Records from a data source
· · · ·
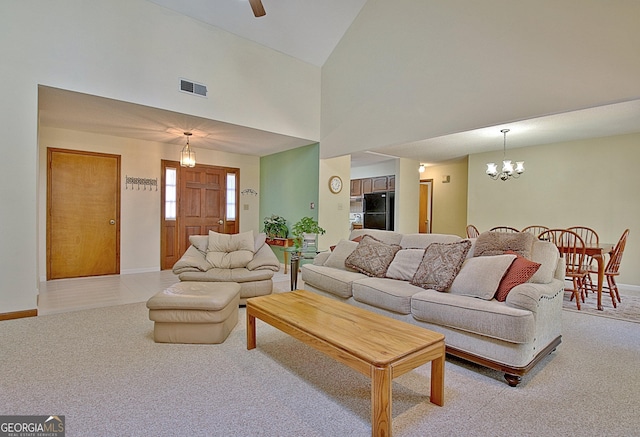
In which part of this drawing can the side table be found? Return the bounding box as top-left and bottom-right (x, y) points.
(284, 247), (319, 290)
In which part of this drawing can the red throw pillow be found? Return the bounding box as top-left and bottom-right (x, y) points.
(495, 251), (541, 302)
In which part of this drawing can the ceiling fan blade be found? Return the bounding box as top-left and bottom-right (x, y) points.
(249, 0), (266, 17)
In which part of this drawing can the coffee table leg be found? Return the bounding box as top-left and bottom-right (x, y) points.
(430, 349), (445, 406)
(247, 309), (256, 350)
(371, 365), (392, 437)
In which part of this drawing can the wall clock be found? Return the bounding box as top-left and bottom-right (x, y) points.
(329, 175), (343, 194)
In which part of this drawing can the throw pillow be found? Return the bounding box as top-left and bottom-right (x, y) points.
(495, 251), (541, 301)
(206, 230), (255, 269)
(473, 231), (535, 259)
(324, 239), (359, 271)
(345, 235), (401, 277)
(411, 240), (472, 292)
(448, 254), (516, 299)
(385, 249), (425, 281)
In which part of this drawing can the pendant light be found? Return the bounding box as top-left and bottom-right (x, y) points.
(180, 132), (196, 168)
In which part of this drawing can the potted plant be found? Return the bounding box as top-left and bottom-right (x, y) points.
(291, 217), (326, 250)
(263, 214), (289, 239)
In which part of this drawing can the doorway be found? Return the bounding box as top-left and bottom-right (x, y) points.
(47, 148), (121, 279)
(160, 162), (240, 270)
(419, 179), (433, 233)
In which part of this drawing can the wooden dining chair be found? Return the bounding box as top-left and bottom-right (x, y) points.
(539, 229), (588, 310)
(567, 226), (599, 294)
(602, 229), (630, 308)
(489, 226), (520, 233)
(466, 224), (480, 238)
(521, 225), (549, 238)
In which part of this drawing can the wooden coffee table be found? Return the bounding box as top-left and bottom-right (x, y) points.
(246, 290), (445, 437)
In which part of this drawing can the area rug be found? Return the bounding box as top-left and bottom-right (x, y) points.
(562, 291), (640, 323)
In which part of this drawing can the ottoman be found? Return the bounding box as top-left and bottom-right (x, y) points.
(146, 281), (240, 344)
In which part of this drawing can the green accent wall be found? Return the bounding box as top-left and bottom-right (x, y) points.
(260, 143), (320, 262)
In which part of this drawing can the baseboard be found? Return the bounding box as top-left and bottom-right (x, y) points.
(0, 309), (38, 321)
(120, 267), (161, 275)
(41, 267), (162, 281)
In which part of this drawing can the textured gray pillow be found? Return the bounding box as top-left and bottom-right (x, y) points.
(448, 254), (516, 299)
(473, 231), (534, 259)
(324, 239), (359, 271)
(345, 235), (401, 277)
(385, 249), (425, 281)
(411, 240), (472, 292)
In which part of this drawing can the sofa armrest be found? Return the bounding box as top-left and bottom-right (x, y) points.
(313, 251), (331, 266)
(505, 279), (564, 313)
(172, 245), (212, 274)
(246, 244), (280, 271)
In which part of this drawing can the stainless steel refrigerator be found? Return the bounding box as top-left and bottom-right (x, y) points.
(363, 192), (394, 230)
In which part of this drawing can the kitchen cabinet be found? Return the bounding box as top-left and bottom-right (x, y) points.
(372, 177), (388, 192)
(350, 179), (362, 196)
(361, 178), (373, 194)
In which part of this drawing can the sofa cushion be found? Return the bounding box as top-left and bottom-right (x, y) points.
(254, 232), (267, 252)
(529, 240), (559, 284)
(324, 239), (358, 271)
(352, 278), (424, 315)
(345, 235), (401, 278)
(189, 235), (209, 254)
(206, 231), (255, 269)
(448, 254), (516, 300)
(411, 240), (472, 292)
(411, 289), (535, 344)
(399, 233), (461, 249)
(300, 264), (366, 298)
(385, 249), (425, 281)
(178, 267), (274, 283)
(474, 231), (535, 259)
(495, 252), (541, 301)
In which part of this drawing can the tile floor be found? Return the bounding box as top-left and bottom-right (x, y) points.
(38, 268), (293, 315)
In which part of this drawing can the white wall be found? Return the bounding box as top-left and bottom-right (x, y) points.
(394, 158), (420, 234)
(320, 0), (640, 158)
(421, 158), (469, 237)
(350, 160), (397, 179)
(1, 0), (320, 313)
(319, 156), (352, 248)
(468, 133), (640, 287)
(38, 127), (261, 280)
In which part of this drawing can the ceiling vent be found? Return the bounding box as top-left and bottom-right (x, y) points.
(179, 78), (207, 97)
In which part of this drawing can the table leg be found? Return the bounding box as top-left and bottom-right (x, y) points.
(430, 349), (445, 406)
(371, 365), (392, 437)
(594, 252), (605, 311)
(290, 257), (300, 291)
(247, 310), (256, 350)
(284, 250), (289, 274)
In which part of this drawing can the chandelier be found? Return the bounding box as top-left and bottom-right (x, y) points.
(180, 132), (196, 168)
(486, 129), (524, 181)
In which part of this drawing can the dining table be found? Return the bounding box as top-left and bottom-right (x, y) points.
(559, 242), (614, 311)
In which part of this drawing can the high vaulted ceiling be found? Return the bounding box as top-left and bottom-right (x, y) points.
(38, 1), (640, 167)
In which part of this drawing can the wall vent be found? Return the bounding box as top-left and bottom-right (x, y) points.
(179, 78), (207, 97)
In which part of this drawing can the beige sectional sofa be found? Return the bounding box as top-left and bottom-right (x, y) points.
(300, 229), (565, 386)
(172, 231), (280, 304)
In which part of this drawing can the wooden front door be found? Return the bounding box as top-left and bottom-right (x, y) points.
(179, 165), (237, 258)
(47, 148), (120, 280)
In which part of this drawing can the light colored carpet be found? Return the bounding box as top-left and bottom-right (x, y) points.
(1, 296), (638, 436)
(562, 289), (640, 323)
· · · ·
▸ ACTIVITY: In the copy, leave out the pictures and restate the records exactly.

▸ ANSWER TO THIS PROBLEM:
In which part of this drawing can the side table be found? Return the bounding box as top-left and bottom-right (x, y) points.
(284, 247), (319, 290)
In which part of this drawing can the red throw pillow be found? Return the bounding box as top-left and bottom-right (x, y) points.
(495, 251), (541, 302)
In which part of this drawing can the ceiling fan blade be found? Return the bounding box as top-left and bottom-right (x, y) points.
(249, 0), (266, 17)
In which part of this drawing can the coffee table leg be found? Return the bounding box as top-left and bottom-right (x, y) points.
(430, 349), (445, 406)
(247, 309), (256, 350)
(371, 365), (392, 437)
In which part of this drawing can the wall clock be found? Return the bounding box as top-left and bottom-right (x, y) points.
(329, 175), (343, 194)
In which part of this drawing can the throw pillow be found? Return the bounding box as top-left and bottom-right (x, y) points.
(495, 251), (541, 301)
(206, 230), (255, 269)
(473, 231), (535, 259)
(324, 239), (359, 271)
(345, 235), (401, 277)
(411, 240), (472, 292)
(448, 254), (516, 299)
(385, 249), (425, 281)
In which part of this drawing can the pendant light be found? Return the bounding box as top-left and bottom-right (x, y) points.
(180, 132), (196, 168)
In which part of this drawing can the potted plant be found? Return the bounding box as top-left and bottom-right (x, y) points.
(291, 217), (326, 250)
(263, 214), (289, 239)
In which part of this drawing can the doorway be found? Return the bounding box as top-left and bottom-right (x, y) points.
(47, 148), (121, 279)
(160, 162), (240, 270)
(419, 179), (433, 233)
In which part of this drawing can the wooden dining chair be found? Return the bounding box as top-left and bottom-right (x, y) points.
(539, 229), (588, 310)
(567, 226), (599, 294)
(602, 229), (630, 308)
(489, 226), (520, 233)
(466, 224), (480, 238)
(521, 225), (549, 238)
In which part of this drawing can the wooden coffee table be found? Return the bounding box as top-left and bottom-right (x, y) points.
(246, 290), (445, 437)
In which part of this drawing can the area rug be found? Return the bounding box as top-left and bottom-right (x, y) points.
(562, 291), (640, 323)
In which part of this drawing can the ottoman be found? Return the bounding box as top-left and bottom-right (x, y) points.
(146, 281), (240, 344)
In which part of this drawing can the green accent wall be found? Return the bounding box as top-left and bottom-right (x, y) points.
(260, 143), (320, 262)
In which part of this drawing can the baseboard be found? Return the bounding box as top-left and bottom-right (x, y) points.
(0, 309), (38, 321)
(120, 267), (161, 275)
(41, 267), (162, 281)
In which part of this drawing can the textured gray pillow be found? Return the bounding box as top-left and bottom-right (x, y) points.
(448, 254), (516, 299)
(473, 231), (534, 259)
(324, 239), (359, 271)
(345, 235), (401, 277)
(385, 249), (425, 281)
(411, 240), (472, 292)
In which part of this drawing can the sofa armrest be found? Return the bounding box as top-left and bottom-right (x, y) points.
(313, 251), (331, 266)
(505, 279), (564, 313)
(172, 245), (212, 274)
(246, 244), (280, 271)
In which part of this drawing can the stainless steel refrigerator be found? Return the bounding box as top-left and bottom-right (x, y) points.
(363, 192), (394, 230)
In which part of this drawing can the kitchen cabinet be found? Return the bounding box as top-left and bottom-right (x, y) points.
(372, 177), (388, 192)
(350, 179), (362, 196)
(361, 178), (373, 194)
In which part of this drawing can the sofa cushion be found? Return the bounding box as top-left and bottom-right (x, y) points.
(254, 232), (267, 252)
(529, 240), (559, 284)
(324, 239), (358, 271)
(352, 278), (424, 315)
(345, 235), (401, 278)
(189, 235), (209, 254)
(206, 231), (255, 269)
(448, 254), (516, 300)
(411, 240), (472, 292)
(411, 289), (535, 344)
(399, 233), (461, 249)
(300, 264), (366, 298)
(385, 249), (425, 281)
(178, 267), (274, 283)
(474, 231), (535, 259)
(495, 252), (541, 301)
In which part of this drawing can the tile floor be found? Return the bounding box as top-left and bottom-right (x, y) points.
(38, 268), (293, 315)
In which part of this drawing can the white wall be found? Return the bounding box as top-left and bottom-right (x, y) points.
(394, 158), (420, 234)
(320, 0), (640, 158)
(421, 158), (469, 237)
(350, 160), (397, 179)
(1, 0), (320, 313)
(319, 156), (352, 248)
(468, 133), (640, 287)
(38, 127), (261, 280)
In which part of this drawing can the ceiling vent be found? Return the bounding box as top-left and bottom-right (x, y) points.
(179, 78), (207, 97)
In which part of this drawing can the table leg be found? Return the bounding box as top-left and bottom-right (x, y) points.
(430, 349), (445, 406)
(371, 365), (392, 437)
(594, 252), (605, 311)
(290, 257), (300, 291)
(247, 310), (256, 350)
(284, 250), (289, 274)
In which part of this drawing can the chandelier be found? Return the bounding box as top-left and bottom-right (x, y) points.
(180, 132), (196, 168)
(486, 129), (524, 181)
In which part of this drawing can the dining table be found? Return the bounding box as top-left and bottom-right (x, y) points.
(559, 242), (614, 311)
In which part of this drawing can the high vaulted ceiling be found? Return the bounding box as top-left and bottom-right (x, y) points.
(38, 1), (640, 167)
In which part of this drawing can the wall vent be found? Return the bounding box as top-left and bottom-right (x, y) points.
(179, 78), (207, 97)
In which part of this drawing can the beige sectional sofa be found? Return the bounding box as top-left and bottom-right (x, y) points.
(300, 229), (565, 386)
(172, 231), (280, 304)
In which part of this drawing can the wooden front door be found? Return the bounding box as top-left and bottom-right (x, y) points.
(179, 165), (237, 258)
(47, 148), (120, 280)
In which part of this drawing can the light colored carpet be found? Return the bounding box as top-left and bottom-right (x, y) points.
(1, 296), (638, 436)
(562, 289), (640, 323)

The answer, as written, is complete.